* [Source document]:
How do you tell your kids that their brother is going to die?
First you choose a day: Tuesday when they’re both home from school with a mild stomach bug
A time: after lunch
A location: this one chooses itself since the weather is giving you a 72 degree break after days of snow and freezing rain: back porch
Your husband and daughter lounge on the outdoor couch, you sit
across from them on a chaise and your son sits nearby at the table.
You engage in some light conversation and witty banter because you can’t help it; the day is so beautiful and you’ve been so cold that you want to cherish a little bit of this gift. Your son wants to know when you’re going to buy him the new Wii U. “Probably never,” you tell him. “Fine,” he smiles, “I have enough money from Christmas so I’ll buy it myself. And when I do I won’t let you play with it.” “Ok, good luck playing it without the TV that your father and I bought… or the electricity we pay for,” you say looking at him out of the corner of your eye to catch his attempt to suppress a chuckle. His sense of humor is superb and you love being able to make him laugh.
You glance at your husband and with a raise of your eyebrows you silently ask, “Now? Are we really going to do this now?”

* [Given information]:
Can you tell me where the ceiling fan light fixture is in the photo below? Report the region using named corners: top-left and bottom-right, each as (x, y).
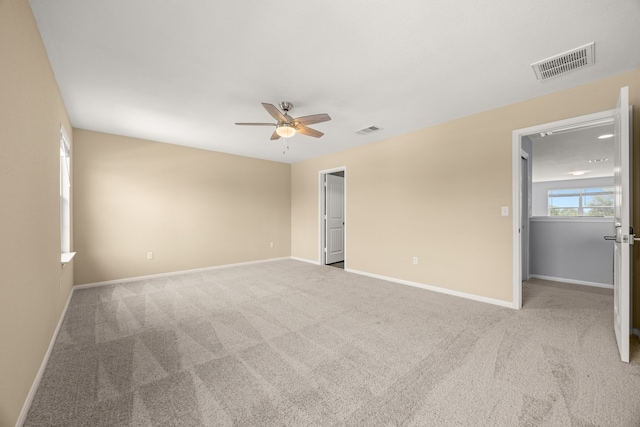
top-left (276, 123), bottom-right (296, 138)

* [Tasks to complete]:
• a. In the essay on telling the kids, what temperature does the weather offer on the chosen day?
• b. From the essay on telling the kids, list each family member on the back porch along with where that person sits.
• c. Continue the essay on telling the kids, picking up right after its final sentence.

* [Exercise results]:
• a. 72 degrees

• b.
- Husband: on the outdoor couch
- Daughter: on the outdoor couch
- You (the speaker): on a chaise across from them
- Son: at the table nearby

• c.
You look at your beautiful children so unburdened, so carefree. Before, you think. As soon as you tell them this will all be before. The bright sun, the dog lying in the patch of light on the floor, the warmth on your winter white skin. And you think about the after. You picture the sun disappearing behind grey clouds, the dark taking over and the chill setting in. You don’t want to leave the now, the before.
Your daughter sighs and out of the blue says she wishes the brother, who is at school, was there because it’s so beautiful and he would enjoy being out on the porch. You feel something sharp in your chest and you wonder how you will ever get through this.
“I can’t” you mouth to your husband. And so he does. He starts by telling them that their brother is very sick, that his kidneys have stopped working and before you can get any words out, the words you’d rehearsed in your head, your daughter asks, “So what’s going to happen to him?”
You told yourself you weren’t going to lie. You want to be clear, keep it simple, stay away from euphemisms that may confuse your young daughter. But you’re not ready to say the words yet. You need more time with simply speaking about the subject out loud to your children, making sure your voice can hold the weight of what you’re about to say.
There is so much expectation in her eyes. She still thinks you can make it all better.
“He’s going to die, Sweet Pea.”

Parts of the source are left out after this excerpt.